» **Material for this exercise**
======
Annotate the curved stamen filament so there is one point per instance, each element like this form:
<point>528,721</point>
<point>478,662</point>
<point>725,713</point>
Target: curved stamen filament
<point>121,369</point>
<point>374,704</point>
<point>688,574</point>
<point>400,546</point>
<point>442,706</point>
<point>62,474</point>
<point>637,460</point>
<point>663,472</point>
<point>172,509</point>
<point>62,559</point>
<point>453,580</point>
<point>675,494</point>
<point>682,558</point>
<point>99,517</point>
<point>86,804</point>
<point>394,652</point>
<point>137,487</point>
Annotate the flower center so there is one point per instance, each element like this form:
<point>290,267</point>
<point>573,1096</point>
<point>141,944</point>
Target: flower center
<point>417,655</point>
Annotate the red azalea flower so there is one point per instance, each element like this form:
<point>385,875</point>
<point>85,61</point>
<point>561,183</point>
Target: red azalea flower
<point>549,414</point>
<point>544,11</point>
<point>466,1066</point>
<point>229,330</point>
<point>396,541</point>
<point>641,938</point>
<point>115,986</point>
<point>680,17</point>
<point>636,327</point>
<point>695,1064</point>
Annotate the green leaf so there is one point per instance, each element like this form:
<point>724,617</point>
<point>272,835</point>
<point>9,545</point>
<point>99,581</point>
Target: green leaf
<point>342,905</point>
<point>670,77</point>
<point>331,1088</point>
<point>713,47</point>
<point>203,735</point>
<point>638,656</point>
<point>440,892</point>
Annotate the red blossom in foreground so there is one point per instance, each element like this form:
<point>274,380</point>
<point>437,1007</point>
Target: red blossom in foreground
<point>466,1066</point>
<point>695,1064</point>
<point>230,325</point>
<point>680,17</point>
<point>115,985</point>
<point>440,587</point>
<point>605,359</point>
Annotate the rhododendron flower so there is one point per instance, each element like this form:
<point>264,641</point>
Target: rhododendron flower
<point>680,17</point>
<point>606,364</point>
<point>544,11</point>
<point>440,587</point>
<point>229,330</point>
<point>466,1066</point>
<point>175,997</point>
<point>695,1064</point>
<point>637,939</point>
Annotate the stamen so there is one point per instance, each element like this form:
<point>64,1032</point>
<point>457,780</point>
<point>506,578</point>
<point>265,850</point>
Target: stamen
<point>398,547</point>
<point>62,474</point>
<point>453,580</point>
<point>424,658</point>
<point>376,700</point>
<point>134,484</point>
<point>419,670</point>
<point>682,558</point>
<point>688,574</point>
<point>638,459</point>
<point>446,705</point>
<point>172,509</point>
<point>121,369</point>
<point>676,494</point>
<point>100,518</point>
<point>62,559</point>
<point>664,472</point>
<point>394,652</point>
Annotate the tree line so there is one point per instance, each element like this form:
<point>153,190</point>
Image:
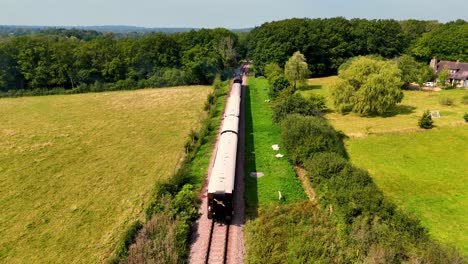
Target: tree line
<point>75,61</point>
<point>85,60</point>
<point>328,43</point>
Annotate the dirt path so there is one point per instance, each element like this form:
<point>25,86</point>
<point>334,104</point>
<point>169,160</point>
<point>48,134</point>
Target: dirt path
<point>202,227</point>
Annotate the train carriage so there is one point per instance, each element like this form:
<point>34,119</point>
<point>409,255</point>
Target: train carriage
<point>223,174</point>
======
» **Task directions**
From the first line to the last, set down the data exactly, without the pictures.

» **Task output**
Annotate the curved stamen filament so there is one point per instance, each element like this form:
<point>528,721</point>
<point>478,662</point>
<point>725,713</point>
Target: curved stamen filament
<point>121,369</point>
<point>374,704</point>
<point>688,574</point>
<point>400,546</point>
<point>442,706</point>
<point>62,474</point>
<point>637,460</point>
<point>663,472</point>
<point>172,509</point>
<point>62,559</point>
<point>453,580</point>
<point>675,494</point>
<point>682,558</point>
<point>99,517</point>
<point>86,804</point>
<point>394,652</point>
<point>137,487</point>
Annotate the flower center so there is one point per instance, each element like this form:
<point>290,267</point>
<point>573,1096</point>
<point>141,944</point>
Target: flower center
<point>417,655</point>
Annotate the red azalea flower so there is one point per instance, each element like this form:
<point>385,875</point>
<point>85,61</point>
<point>561,183</point>
Target: red azalea flower
<point>549,414</point>
<point>544,11</point>
<point>466,1066</point>
<point>229,330</point>
<point>396,541</point>
<point>641,938</point>
<point>115,986</point>
<point>680,17</point>
<point>636,327</point>
<point>695,1064</point>
Annotate the green leaf so there is one point per instance, each element like this form:
<point>724,617</point>
<point>272,835</point>
<point>9,545</point>
<point>99,581</point>
Target: green leaf
<point>342,905</point>
<point>670,77</point>
<point>331,1088</point>
<point>713,47</point>
<point>203,735</point>
<point>638,656</point>
<point>440,892</point>
Annotate the red blossom in foreground so there is one point per instance, each element like this form:
<point>274,380</point>
<point>437,1007</point>
Target: red blossom in foreground
<point>466,1066</point>
<point>695,1064</point>
<point>230,325</point>
<point>680,17</point>
<point>115,985</point>
<point>440,587</point>
<point>605,359</point>
Annotate the rhododendron flower so there is one point per instance, each element like this form:
<point>264,641</point>
Target: rhododendron flower
<point>680,17</point>
<point>606,364</point>
<point>544,11</point>
<point>440,587</point>
<point>229,330</point>
<point>466,1066</point>
<point>175,997</point>
<point>695,1064</point>
<point>637,939</point>
Annotate the stamen so there is one point per instance, each element like this form:
<point>64,1032</point>
<point>457,780</point>
<point>506,578</point>
<point>265,850</point>
Target: stamen
<point>398,547</point>
<point>62,474</point>
<point>453,580</point>
<point>424,658</point>
<point>376,700</point>
<point>134,484</point>
<point>419,670</point>
<point>682,558</point>
<point>688,574</point>
<point>638,459</point>
<point>446,705</point>
<point>172,509</point>
<point>121,369</point>
<point>676,494</point>
<point>100,518</point>
<point>62,559</point>
<point>664,472</point>
<point>394,652</point>
Annotate the tree line so there is one point per instance, each element like this form:
<point>153,190</point>
Image:
Target: tree line
<point>75,61</point>
<point>85,60</point>
<point>328,43</point>
Annotate the dirt path so there is one point per instance, each element like this form:
<point>25,86</point>
<point>334,104</point>
<point>169,160</point>
<point>48,134</point>
Target: dirt path
<point>202,227</point>
Annotate the train carriage so there is one point per instance, each element like this form:
<point>34,119</point>
<point>409,255</point>
Target: train carriage
<point>223,174</point>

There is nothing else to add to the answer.